● **Task statement**: All of the lines below are to be transcribed faithfully, with pictures excluded from the copy.

◆ ◆ ◆ ◆

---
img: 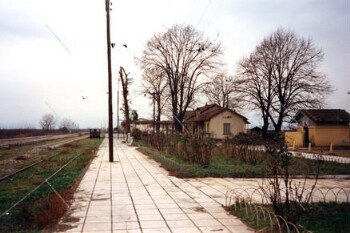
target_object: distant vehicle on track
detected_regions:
[90,129,101,138]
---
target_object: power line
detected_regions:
[45,24,72,56]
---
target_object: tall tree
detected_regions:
[139,25,222,131]
[119,66,132,133]
[237,29,332,135]
[142,68,169,132]
[39,113,57,130]
[204,73,238,109]
[60,118,79,130]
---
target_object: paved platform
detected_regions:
[56,139,350,233]
[56,139,254,233]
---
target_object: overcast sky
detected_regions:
[0,0,350,128]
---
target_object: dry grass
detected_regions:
[295,147,350,158]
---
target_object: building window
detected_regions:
[224,123,231,134]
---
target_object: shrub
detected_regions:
[131,128,142,140]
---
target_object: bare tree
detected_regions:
[238,29,332,135]
[142,68,169,132]
[39,113,57,130]
[139,25,222,131]
[119,66,132,133]
[235,47,274,137]
[203,73,238,109]
[60,118,79,130]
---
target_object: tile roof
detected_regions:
[295,109,350,123]
[184,104,249,123]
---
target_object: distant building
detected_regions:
[285,109,350,147]
[184,104,249,139]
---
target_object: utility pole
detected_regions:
[106,0,114,162]
[117,77,120,138]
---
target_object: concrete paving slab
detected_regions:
[52,139,350,233]
[57,139,253,233]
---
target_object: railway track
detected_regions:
[0,134,88,182]
[0,133,87,148]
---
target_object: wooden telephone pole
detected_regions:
[106,0,114,162]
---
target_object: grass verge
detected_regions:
[0,139,102,232]
[227,202,350,233]
[138,145,350,178]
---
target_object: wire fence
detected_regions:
[225,187,350,233]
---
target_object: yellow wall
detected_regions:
[209,111,247,139]
[285,126,350,147]
[284,128,304,147]
[309,126,349,146]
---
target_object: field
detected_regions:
[0,139,102,232]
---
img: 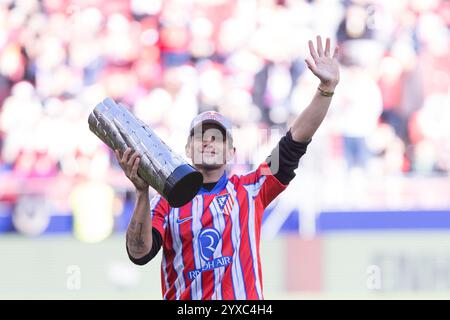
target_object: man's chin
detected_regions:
[195,162,224,170]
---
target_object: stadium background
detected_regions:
[0,0,450,299]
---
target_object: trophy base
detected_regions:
[163,164,203,208]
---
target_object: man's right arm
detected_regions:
[126,189,153,259]
[115,148,162,265]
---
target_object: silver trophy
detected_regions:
[88,98,203,208]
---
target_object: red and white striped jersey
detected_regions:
[151,163,286,300]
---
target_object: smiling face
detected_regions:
[186,123,235,170]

◆ ◆ ◆ ◆

● **Written reply**:
---
img: 
target_object: distant vehicle on track
detected_regions:
[90,129,101,138]
---
target_object: power line
detected_regions:
[45,24,72,56]
---
target_object: tall tree
detected_regions:
[139,25,222,131]
[119,66,132,133]
[237,29,332,135]
[142,68,169,132]
[39,113,57,130]
[204,73,238,109]
[60,118,79,130]
---
target_object: paved platform
detected_regions:
[56,139,350,233]
[56,139,254,233]
---
target_object: overcast sky
detected_regions:
[0,0,350,128]
---
target_object: dry grass
detected_regions:
[295,147,350,158]
---
target_object: building window
detected_regions:
[224,123,231,134]
---
target_object: shrub
detected_regions:
[131,128,142,140]
---
target_object: bare tree
detected_regions:
[238,29,332,135]
[142,68,169,132]
[39,113,57,130]
[139,25,222,131]
[119,66,132,133]
[235,47,274,137]
[203,73,238,109]
[60,118,79,130]
---
target_object: tile roof
detected_regions:
[295,109,350,123]
[184,104,249,123]
---
target_object: distant building
detected_regions:
[285,109,350,147]
[184,104,249,139]
---
target_object: utility pole
detected_regions:
[106,0,114,162]
[117,77,120,138]
---
target_object: concrete paving slab
detected_regions:
[52,139,350,233]
[57,139,253,233]
---
target_object: railway track
detected_regions:
[0,134,88,182]
[0,133,87,148]
---
target_object: wooden telephone pole
detected_regions:
[106,0,114,162]
---
target_object: grass verge
detected_regions:
[0,139,102,232]
[227,202,350,233]
[138,145,350,178]
---
target_object: wire fence
detected_regions:
[225,187,350,233]
---
target_object: yellow wall
detected_regions:
[209,111,247,139]
[285,126,350,147]
[284,128,304,147]
[309,126,349,146]
---
target_object: field
detected_regions:
[0,139,102,232]
---
img: 
target_object: man's chin
detected_regions:
[195,162,224,170]
---
target_object: stadium background
detected_regions:
[0,0,450,299]
---
target_object: trophy base
detected_regions:
[163,164,203,208]
---
target_object: man's right arm
detected_regions:
[126,189,153,259]
[115,148,162,265]
---
target_object: silver trophy
detected_regions:
[88,98,203,208]
---
target_object: red and white striped jersey
detected_regions:
[151,163,286,300]
---
target_object: smiling face
detected_regions:
[186,123,235,170]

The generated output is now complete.